Please retype part of the passage on literary executorship below, beginning at the words "He just read" and stopping after the words "would have been.".

§ Extracted text
= Beginning of Section =

He just read them aloud; he didn't comment on them very much–he just witnessed them. But it was such a gift to hear my own words coming out of the mouth of a writer I admired so much. It was more heartening and empowering than any workshoppy critique would have been.
Paul died of AIDS thirty years ago this past February. I’m his literary co-executor, along with his agent, making sure that his poetry and prose stay in print and reach new readers. I want to focus more of my advocacy around executorship–ensuring that our books continue to be read beyond our lifetimes. This is especially an issue for queer authors, who may not have involved and informed family members to propagate their work. I’ve seen too many good writers fade from sight just because no one was there to keep them in print. And this is a personal issue for me. Michael Messenger, my first boyfriend, a gentle and generous and bothered poet I met at the Iowa Writers Workshop, left me three boxes of his unpublished work. I need to be Michael Messenger’s messenger.

= End of Section =

(Phrase grounding data)
= Beginning of Section =

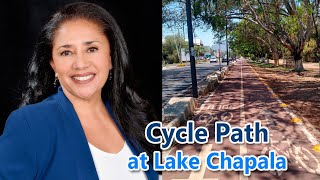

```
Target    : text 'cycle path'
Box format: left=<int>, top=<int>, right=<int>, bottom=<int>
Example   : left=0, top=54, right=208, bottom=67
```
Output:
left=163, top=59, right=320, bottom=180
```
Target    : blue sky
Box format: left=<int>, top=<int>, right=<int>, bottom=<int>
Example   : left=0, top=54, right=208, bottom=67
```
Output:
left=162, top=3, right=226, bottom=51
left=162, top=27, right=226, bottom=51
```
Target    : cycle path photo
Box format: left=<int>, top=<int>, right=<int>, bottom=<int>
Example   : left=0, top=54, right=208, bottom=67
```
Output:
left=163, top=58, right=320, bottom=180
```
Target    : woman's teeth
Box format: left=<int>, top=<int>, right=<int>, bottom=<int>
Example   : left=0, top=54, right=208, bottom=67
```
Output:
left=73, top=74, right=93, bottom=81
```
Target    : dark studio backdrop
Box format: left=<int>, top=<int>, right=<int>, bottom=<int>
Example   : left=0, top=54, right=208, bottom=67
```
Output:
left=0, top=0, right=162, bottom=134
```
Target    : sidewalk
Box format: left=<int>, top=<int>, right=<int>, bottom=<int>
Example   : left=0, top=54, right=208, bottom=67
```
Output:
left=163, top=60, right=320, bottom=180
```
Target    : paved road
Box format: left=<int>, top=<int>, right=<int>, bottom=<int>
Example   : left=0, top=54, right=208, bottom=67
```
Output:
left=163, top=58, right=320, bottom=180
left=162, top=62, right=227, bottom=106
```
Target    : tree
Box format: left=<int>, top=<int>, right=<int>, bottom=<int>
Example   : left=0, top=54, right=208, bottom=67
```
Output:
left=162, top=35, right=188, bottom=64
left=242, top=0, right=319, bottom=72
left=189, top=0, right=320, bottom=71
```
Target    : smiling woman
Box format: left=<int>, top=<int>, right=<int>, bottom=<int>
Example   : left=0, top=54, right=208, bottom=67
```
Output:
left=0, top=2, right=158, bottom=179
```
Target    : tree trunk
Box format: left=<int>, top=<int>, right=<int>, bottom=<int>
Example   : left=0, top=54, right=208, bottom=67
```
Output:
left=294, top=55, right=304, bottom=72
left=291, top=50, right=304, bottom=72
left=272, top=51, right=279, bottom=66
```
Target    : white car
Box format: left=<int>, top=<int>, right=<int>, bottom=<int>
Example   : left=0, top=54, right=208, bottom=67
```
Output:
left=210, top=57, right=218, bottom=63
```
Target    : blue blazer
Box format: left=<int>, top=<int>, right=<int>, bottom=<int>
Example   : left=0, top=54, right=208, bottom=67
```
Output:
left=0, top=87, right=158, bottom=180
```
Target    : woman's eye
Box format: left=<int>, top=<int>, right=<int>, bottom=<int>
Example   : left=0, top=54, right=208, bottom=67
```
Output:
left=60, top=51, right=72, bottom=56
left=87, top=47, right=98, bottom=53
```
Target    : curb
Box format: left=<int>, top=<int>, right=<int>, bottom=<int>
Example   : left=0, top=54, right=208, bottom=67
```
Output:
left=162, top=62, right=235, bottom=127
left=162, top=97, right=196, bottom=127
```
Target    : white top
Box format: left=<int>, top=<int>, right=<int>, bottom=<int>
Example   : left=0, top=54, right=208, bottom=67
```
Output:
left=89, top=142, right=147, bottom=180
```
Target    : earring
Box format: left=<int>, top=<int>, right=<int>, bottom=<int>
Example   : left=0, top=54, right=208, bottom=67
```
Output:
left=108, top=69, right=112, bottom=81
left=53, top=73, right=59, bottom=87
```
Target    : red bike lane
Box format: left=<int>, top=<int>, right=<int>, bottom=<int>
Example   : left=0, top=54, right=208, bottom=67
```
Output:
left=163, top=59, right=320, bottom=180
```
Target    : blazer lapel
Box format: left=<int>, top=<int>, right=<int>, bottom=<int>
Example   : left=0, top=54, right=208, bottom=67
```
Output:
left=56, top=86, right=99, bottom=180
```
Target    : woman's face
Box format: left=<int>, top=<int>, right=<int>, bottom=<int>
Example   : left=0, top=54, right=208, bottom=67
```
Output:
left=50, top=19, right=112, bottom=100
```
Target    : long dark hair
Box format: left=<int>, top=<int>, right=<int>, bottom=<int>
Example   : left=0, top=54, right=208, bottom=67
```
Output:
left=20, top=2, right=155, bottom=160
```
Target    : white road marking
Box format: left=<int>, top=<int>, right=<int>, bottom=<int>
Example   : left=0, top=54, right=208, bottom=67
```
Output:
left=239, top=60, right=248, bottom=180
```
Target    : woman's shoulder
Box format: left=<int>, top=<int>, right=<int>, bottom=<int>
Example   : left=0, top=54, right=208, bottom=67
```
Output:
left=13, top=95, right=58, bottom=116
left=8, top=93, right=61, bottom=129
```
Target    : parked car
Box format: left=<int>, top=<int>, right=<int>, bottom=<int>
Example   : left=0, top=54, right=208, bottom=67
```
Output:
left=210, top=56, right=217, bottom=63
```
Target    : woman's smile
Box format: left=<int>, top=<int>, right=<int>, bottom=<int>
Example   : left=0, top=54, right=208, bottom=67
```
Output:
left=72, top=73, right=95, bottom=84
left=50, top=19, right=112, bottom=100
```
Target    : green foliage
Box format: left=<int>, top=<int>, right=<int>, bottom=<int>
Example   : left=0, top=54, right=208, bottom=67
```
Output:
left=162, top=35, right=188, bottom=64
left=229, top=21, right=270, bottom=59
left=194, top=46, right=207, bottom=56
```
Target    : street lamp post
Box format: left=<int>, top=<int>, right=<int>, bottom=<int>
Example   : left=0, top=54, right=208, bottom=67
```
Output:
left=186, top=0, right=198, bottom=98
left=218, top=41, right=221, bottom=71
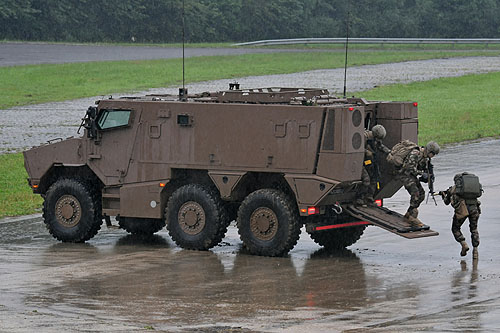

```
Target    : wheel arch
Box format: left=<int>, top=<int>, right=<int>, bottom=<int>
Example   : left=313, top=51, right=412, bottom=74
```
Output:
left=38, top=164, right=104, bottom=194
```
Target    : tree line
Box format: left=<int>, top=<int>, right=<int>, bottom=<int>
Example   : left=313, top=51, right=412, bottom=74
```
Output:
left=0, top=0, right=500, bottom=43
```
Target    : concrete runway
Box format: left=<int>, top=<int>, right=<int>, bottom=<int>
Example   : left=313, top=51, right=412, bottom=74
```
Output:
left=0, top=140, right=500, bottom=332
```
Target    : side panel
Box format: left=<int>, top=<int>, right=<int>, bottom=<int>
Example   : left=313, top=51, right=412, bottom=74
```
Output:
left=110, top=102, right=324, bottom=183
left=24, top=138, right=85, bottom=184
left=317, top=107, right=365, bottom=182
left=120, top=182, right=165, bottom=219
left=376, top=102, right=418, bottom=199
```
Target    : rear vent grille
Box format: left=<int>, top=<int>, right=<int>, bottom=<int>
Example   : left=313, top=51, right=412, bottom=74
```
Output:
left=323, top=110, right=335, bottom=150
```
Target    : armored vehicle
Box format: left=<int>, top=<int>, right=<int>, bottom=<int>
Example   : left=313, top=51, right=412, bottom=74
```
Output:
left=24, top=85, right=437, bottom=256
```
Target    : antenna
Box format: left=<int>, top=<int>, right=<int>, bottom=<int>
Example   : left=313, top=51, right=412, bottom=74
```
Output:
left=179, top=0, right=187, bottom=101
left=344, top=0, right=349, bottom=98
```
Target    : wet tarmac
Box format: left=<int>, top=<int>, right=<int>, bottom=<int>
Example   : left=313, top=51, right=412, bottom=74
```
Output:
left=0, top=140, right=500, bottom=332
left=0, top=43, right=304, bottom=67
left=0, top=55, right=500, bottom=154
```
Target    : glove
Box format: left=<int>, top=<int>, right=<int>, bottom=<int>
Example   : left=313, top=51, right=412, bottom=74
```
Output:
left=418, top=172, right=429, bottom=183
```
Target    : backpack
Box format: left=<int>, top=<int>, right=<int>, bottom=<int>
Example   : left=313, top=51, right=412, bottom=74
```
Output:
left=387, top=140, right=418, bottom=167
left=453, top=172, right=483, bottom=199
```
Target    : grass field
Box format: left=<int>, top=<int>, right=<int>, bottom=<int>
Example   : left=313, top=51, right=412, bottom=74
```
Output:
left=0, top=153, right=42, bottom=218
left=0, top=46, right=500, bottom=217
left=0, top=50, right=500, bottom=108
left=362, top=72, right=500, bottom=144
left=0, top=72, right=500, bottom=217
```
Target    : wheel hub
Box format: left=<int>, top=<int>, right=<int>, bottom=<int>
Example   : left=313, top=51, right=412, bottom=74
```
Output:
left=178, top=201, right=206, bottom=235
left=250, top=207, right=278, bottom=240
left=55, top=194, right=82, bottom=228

= End of Section =
= Beginning of Section =

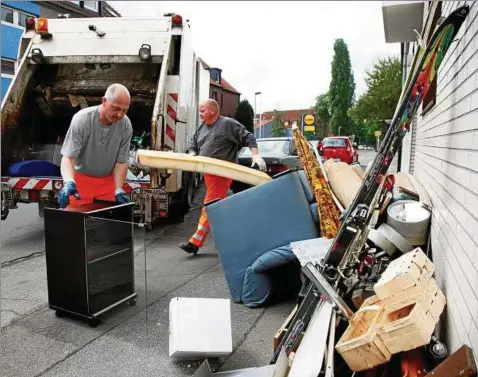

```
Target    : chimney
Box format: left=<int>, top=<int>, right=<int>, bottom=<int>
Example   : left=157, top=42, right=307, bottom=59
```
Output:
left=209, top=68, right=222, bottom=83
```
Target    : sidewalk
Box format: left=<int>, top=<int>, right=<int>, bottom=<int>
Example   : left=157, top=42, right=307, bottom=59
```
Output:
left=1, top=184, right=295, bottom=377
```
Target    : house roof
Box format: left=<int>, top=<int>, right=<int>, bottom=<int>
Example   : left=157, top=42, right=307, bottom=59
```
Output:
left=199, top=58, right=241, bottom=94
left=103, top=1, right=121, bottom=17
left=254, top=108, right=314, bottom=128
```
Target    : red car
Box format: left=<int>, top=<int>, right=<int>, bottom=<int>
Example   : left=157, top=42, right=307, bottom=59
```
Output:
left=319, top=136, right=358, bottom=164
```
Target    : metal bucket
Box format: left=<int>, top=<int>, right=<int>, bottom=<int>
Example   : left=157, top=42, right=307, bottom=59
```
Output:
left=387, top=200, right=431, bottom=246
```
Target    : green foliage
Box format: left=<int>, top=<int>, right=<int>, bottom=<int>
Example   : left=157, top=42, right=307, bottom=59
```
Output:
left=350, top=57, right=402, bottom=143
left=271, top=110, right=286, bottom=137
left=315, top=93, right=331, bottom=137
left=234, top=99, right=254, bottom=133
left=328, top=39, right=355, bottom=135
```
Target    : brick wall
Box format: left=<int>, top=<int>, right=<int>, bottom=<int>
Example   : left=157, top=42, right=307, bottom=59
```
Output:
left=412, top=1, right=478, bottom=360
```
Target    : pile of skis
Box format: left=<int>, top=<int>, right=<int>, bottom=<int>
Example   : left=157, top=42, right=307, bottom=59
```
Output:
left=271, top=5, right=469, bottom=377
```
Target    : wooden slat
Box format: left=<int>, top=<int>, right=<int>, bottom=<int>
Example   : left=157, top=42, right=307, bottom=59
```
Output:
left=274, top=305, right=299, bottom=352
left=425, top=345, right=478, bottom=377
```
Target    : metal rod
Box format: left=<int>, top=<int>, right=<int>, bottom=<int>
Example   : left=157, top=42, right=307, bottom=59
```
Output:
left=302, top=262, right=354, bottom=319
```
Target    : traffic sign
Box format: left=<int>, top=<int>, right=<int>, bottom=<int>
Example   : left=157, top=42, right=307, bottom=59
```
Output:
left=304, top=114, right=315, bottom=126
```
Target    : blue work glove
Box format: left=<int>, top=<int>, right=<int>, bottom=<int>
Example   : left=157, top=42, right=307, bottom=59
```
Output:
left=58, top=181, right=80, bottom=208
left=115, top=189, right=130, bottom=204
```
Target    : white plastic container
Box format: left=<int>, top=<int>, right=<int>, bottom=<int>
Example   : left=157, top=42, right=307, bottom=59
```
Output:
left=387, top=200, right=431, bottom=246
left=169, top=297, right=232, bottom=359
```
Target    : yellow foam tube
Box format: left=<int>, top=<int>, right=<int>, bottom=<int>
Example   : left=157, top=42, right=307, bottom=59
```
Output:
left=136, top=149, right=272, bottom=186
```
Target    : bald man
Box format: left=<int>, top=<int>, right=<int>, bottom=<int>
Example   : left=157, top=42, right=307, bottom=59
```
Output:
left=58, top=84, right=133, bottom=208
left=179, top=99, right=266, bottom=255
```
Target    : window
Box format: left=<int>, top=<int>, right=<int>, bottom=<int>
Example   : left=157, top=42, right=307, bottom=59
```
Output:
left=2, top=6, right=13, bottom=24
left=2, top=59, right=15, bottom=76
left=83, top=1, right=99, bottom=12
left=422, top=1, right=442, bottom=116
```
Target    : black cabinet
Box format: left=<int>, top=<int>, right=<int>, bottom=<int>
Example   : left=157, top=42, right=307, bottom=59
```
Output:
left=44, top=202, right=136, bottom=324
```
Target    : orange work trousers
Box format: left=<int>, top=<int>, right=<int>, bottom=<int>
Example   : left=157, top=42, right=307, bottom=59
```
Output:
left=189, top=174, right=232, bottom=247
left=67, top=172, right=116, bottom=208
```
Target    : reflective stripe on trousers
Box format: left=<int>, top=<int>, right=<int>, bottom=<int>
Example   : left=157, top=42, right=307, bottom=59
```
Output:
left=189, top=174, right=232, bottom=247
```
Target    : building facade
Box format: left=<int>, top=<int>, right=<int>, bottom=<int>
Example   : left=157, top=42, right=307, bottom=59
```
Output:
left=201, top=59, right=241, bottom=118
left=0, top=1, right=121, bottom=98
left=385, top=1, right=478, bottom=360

= End of Section =

§ Task answer
He just read them aloud; he didn't comment on them very much–he just witnessed them. But it was such a gift to hear my own words coming out of the mouth of a writer I admired so much. It was more heartening and empowering than any workshoppy critique would have been.